### EXERCISE INPUT

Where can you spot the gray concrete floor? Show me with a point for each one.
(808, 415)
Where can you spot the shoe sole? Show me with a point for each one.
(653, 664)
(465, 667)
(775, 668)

### YOUR GOAL
Having read the entries, output all of them verbatim.

### TASK SOLUTION
Where can you spot the gray concrete floor? Show me with a point for each one.
(808, 415)
Where can you spot the shoe sole? Show me with a point for each one.
(653, 664)
(465, 667)
(775, 668)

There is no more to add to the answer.